▶ **Given instruction**
Copy out the rows word for word, starting at the line that contains "For the benchmark, mark every instance of the white court" and ending at the line that contains "[[80, 206], [201, 207], [102, 207], [131, 207], [45, 207]]", with both of those lines included.

▶ **Available records**
● ● ●

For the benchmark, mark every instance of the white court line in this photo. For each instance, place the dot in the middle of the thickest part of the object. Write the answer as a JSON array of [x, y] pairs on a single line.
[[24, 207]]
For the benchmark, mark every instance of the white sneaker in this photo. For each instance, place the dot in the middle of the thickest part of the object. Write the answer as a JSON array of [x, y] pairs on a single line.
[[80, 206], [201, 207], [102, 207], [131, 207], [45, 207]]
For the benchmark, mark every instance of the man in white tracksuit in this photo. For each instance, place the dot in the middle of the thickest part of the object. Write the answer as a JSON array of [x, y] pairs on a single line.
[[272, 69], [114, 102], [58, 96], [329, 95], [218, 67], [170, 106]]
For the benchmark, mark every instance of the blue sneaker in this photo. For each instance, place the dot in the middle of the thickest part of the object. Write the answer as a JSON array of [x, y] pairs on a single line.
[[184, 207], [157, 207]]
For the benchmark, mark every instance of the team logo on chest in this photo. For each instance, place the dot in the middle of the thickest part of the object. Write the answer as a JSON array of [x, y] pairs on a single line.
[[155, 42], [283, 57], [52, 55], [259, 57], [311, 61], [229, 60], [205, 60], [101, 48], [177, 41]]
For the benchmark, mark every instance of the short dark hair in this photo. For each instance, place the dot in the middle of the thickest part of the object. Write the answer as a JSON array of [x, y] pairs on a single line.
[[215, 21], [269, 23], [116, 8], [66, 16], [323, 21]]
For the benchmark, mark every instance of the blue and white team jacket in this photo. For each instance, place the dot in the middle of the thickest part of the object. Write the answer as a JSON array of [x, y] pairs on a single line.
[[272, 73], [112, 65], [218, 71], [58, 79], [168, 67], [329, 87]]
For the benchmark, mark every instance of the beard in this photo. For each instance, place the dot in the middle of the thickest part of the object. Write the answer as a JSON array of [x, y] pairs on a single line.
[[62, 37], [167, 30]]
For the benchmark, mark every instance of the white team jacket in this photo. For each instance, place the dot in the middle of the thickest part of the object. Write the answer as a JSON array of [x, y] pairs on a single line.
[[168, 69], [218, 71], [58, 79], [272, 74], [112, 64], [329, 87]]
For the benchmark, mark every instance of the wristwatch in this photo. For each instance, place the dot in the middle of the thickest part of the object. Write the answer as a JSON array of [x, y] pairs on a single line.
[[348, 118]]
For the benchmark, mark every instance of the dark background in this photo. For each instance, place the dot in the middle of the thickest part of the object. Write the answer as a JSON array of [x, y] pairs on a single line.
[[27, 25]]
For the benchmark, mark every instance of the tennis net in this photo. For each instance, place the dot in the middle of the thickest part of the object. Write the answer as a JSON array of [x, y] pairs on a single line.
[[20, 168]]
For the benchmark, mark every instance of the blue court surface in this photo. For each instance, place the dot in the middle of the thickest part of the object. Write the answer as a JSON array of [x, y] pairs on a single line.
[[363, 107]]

● ● ●

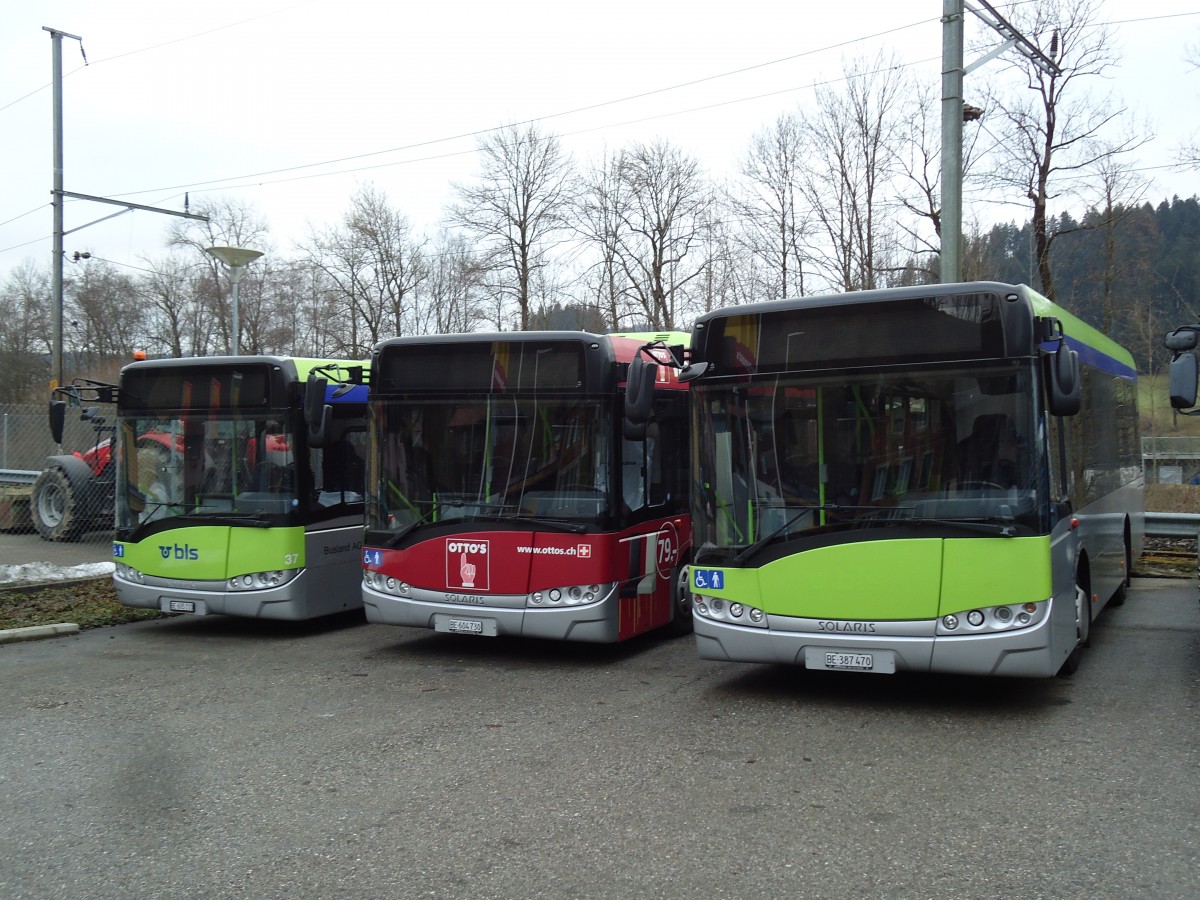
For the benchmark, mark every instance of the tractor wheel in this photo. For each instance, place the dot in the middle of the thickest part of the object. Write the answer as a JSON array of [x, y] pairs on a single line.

● ● ●

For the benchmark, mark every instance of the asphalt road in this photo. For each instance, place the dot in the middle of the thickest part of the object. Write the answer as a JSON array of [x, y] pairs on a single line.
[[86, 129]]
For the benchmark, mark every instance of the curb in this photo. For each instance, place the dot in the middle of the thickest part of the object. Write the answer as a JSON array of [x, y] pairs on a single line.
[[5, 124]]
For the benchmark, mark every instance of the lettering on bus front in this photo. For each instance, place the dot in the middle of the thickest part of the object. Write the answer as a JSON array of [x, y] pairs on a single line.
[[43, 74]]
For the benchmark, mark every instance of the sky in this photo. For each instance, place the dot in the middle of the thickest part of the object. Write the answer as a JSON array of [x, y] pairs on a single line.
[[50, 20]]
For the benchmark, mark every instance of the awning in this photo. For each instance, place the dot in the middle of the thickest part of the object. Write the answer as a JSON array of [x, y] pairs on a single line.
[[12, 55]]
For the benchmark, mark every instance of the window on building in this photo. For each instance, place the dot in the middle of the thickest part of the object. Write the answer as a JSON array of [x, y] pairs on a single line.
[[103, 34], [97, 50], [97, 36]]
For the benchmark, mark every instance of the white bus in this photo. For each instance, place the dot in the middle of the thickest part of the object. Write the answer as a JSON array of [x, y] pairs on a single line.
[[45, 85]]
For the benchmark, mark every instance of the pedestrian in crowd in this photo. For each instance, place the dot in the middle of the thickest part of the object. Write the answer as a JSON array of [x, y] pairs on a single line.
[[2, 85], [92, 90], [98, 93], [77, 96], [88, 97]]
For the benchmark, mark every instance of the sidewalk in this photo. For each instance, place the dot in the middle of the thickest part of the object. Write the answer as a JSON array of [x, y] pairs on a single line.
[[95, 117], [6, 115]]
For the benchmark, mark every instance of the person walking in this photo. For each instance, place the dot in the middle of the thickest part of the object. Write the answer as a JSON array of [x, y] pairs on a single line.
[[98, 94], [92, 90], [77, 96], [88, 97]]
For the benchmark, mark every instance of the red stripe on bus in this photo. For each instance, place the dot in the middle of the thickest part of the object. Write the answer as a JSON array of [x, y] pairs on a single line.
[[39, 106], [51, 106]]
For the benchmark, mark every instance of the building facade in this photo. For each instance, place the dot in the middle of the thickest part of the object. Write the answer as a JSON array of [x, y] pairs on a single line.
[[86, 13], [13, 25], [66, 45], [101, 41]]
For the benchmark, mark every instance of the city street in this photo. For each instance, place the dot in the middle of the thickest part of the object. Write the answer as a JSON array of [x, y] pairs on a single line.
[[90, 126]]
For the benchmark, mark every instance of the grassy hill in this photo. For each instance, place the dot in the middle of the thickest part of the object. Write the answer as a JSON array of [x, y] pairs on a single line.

● ● ●

▶ **Solution below**
For the benchmark, mark every instance of the white court line in this photo. For each instance, place the dot in the middle of the thickest part of the object. Write the answer as a JSON array of [x, y] pairs on a single line.
[[24, 207]]
For the benchmark, mark every instance of the white sneaker in this photo. For each instance, place the dot in the middle of the thickest part of the object. Write the answer as a JSON array of [x, y] pairs on a single line.
[[80, 206], [201, 207], [102, 207], [131, 207], [45, 207]]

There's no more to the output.